■ **Tarefa proposta 1**
Reúna todas as linhas da listagem que contêm a palavra "clump", diferenciando maiúsculas de minúsculas.

Guillaume Apollinaire narra com humor as aventuras de Mony, característica que não se encontra na obra de Sade
Guillaume Apollinaire narra com humor as aventuras de Mony, característica que não se encontra na obra de Sade | Foto: Reprodução



Nos primeiros anos do século 20, o poeta francês Guillaume Apollinaire entrou em contato com os escritos de Marquês de Sade. Simplesmente pirou. Fascinado, passou considerar Sade como o "o espírito mais livre que existiu no mundo".
Nessa época os livros de Sade (1740 – 1814) eram todos proibidos por serem considerados "obras do mal". Coube a Guillaume Apollinaire (1880 - 1918) a tarefa de organizar uma antologia de textos do filósofo francês e publicá-la de forma clandestina.
Em 1907, influenciado pela literatura de Sade, Apollinaire publicou seu primeiro livro, a novela "As Onze Mil Varas". Lançado de maneira anônima e de maneira clandestina, a obra circulou de maneira invisível entre os leitores que buscavam erotismo ou pornografia. Para se ter uma ideia de seu conteúdo apimentado, o livro permaneceu proibido na França até 1971.
"As Onze Mil Varas" acaba de ganhar sua segunda edição brasileira lançado pela editora Iluminuras. A primeira saiu em 1982 pelas mãos da editora Escrita. Narra a jornada do milionário príncipe Mony Vibescu por aventuras sexuais bizarras e sem limites. Aventuras sexuais pautadas pelo excesso e suas consequências.
Cansado de ser sodomizado em sua terra natal, a cidade de Bucareste na Romênia, Mony parte para Paris onde, segundo a lenda, "as mulheres, todas belas, levam também, todas, uma vida fácil." Assim tem início uma maratona erótica onde tudo e todos passam pela ótica do sexo sem freios e por uma coleção de taras. Passa pelo sadismo, pelo masoquismo, pela coprofilia, pela zoofilia e por uma longa lista de excessos que envolvem até mesmo a pedofilia. Em alguns casos, o prazer termina em violência, sangue e morte.
Apesar de soltar todas as amarras dos porões da sexualidade, Apollinaire narra com humor as aventuras de Mony. Um humor completamente negro, mas ainda humor, algo inexistente nos escritos de Sade. Um tipo de humor que faz uso do farsesco. Mony, por exemplo, se considera um príncipe, mas na realidade é um pé-rapado oportunista dono de uma boa lábia.
Outro componente que Apollinaire utiliza em "As Onze Mil Varas", e que contradiz as teorias de Sade, é a punição. A criminalização dos excessos não faz parte da literatura de Sade, mas Apollinaire a insere em sua novela. Após sua desenfreada maratona sexual sem limites, Mony bate de frente com um limite histórico: a guerra.
Na guerra, e sob poder do inimigo, Mony é sumariamente castigado com onze mil chicotadas. E sucumbe, mesmo que berrando de prazer, mesmo em nome do excesso. Sucumbe como castigo, algo execrável na filosofia de Sade.

■ **Material da tarefa**
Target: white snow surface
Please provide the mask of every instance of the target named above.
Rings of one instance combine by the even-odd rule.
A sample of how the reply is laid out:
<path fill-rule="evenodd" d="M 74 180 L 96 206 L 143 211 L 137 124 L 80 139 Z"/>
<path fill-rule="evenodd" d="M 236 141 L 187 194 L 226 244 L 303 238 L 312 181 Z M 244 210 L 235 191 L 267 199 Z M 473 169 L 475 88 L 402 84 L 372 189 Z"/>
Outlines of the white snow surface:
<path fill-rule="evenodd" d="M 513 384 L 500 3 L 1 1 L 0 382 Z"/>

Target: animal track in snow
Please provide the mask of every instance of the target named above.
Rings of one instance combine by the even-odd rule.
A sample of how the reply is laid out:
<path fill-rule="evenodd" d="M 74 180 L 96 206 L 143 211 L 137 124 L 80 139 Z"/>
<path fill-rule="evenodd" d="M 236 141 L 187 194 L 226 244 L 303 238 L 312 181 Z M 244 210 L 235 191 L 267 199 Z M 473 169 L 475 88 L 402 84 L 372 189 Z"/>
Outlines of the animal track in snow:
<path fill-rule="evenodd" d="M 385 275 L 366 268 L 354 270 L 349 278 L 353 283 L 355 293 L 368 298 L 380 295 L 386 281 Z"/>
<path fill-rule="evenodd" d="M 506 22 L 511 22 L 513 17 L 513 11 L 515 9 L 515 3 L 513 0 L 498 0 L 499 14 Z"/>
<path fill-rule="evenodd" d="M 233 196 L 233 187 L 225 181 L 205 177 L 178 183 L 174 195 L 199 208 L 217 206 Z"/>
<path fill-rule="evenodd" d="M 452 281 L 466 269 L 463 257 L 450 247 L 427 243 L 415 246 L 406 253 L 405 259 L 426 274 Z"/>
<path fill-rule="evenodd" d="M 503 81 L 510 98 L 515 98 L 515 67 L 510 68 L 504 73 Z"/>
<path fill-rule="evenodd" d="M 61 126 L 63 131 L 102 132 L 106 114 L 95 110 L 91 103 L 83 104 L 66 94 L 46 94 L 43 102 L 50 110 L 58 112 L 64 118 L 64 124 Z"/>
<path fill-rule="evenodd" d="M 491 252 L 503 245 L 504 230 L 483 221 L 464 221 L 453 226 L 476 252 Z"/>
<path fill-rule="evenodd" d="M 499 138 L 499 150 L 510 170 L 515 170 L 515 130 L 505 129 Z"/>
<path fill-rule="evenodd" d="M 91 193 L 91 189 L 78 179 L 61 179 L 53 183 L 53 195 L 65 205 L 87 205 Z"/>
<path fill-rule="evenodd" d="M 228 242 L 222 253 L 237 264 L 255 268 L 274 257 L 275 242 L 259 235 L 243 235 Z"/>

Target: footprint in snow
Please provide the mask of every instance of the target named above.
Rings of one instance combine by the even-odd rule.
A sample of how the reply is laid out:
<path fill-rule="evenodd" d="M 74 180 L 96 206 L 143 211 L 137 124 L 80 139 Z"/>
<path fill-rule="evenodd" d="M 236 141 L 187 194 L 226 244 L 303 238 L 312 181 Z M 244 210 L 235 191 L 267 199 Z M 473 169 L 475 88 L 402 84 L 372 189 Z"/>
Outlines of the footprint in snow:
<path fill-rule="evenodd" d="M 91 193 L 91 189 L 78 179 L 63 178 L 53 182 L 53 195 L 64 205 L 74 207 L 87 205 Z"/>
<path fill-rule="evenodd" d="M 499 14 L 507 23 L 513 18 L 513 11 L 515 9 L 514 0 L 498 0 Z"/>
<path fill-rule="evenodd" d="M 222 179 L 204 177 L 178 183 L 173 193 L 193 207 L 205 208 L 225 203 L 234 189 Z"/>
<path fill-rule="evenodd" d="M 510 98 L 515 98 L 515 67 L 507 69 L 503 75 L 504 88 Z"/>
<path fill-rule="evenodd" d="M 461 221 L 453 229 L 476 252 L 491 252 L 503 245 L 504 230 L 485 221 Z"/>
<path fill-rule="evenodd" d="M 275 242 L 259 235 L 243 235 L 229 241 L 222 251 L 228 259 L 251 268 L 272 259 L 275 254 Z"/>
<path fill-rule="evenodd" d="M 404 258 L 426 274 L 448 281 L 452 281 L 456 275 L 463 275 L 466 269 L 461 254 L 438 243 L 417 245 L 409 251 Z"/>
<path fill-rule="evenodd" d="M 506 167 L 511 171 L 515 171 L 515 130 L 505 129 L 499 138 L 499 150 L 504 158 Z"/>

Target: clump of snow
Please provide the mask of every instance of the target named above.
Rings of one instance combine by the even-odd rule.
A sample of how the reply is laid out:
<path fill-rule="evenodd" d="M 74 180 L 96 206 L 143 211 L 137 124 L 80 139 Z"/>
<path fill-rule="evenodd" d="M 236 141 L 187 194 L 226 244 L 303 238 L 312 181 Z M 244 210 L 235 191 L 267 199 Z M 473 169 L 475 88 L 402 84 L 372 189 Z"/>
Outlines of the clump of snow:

■ **Tarefa proposta 2**
Escreva a continuação do texto sobre a novela "As Onze Mil Varas", de Apollinaire, começando logo depois da última frase.

■ **Resultado 1**
Target: clump of snow
Outlines of the clump of snow:

■ **Resultado 2**
"As Onze Mil Varas" exige do leitor um compromisso literário, não um compromisso moral. Uma obra que ocupa lugar de destaque na lista dos grandes livros da literatura libertina. Apresenta a erotização da dor e, acima de tudo, as conexões entre erotismo e morte. Foi publicado originalmente no mesmo ano em que "As Aventuras de um Jovem Don Juan", novela com as memórias de Giacomo Casanova. Uma época em que o erotismo habitava os porões de uma sociedade de véu e grinalda.
Apollinaire foi o grande nome do vanguardismo francês do início do século 20. Com uma vida curta e intensa, esteve envolvido em diversas frentes estéticas, como o futurismo, o cubismo e a expansão da poesia no espaço gráfico. Alguns atribuem a ele a criação do termo surrealismo. Com uma existência caótica, faleceu aos 38 anos vítima de gripe espanhola em 1918. Seu túmulo foi esculpido por Pablo Picasso.

Serviço:
"As Onze Mil Varas"
Autor – Guillaume Apollinaire
Editora – Iluminuras
Tradução – Letícia Coura
Apresentação – Oscar Cesarotto
Páginas – 144
Quanto – R$ 42

Imagem ilustrativa da imagem LEITURA - Sexo, crime e castigo
| Foto: Reprodução



[left]Fragmento:

"Então Mony levantou-se e, como não tinha mais nada a esperar da justiça humana, estrangulou a menininha após lhe furar os olhos, enquanto ela soltava gritos aterrorizantes.
Os soldados japoneses entraram e então o fizeram sair. Um arauto leu a sentença no tribunal da prisão, que era um antigo pagode chinês de uma arquitetura maravilhosa.
A sentença foi breve: o condenado devia receber um golpe de vara de cada homem que compunha o exército acampado naquele lugar. A armada comportava onze mil homens."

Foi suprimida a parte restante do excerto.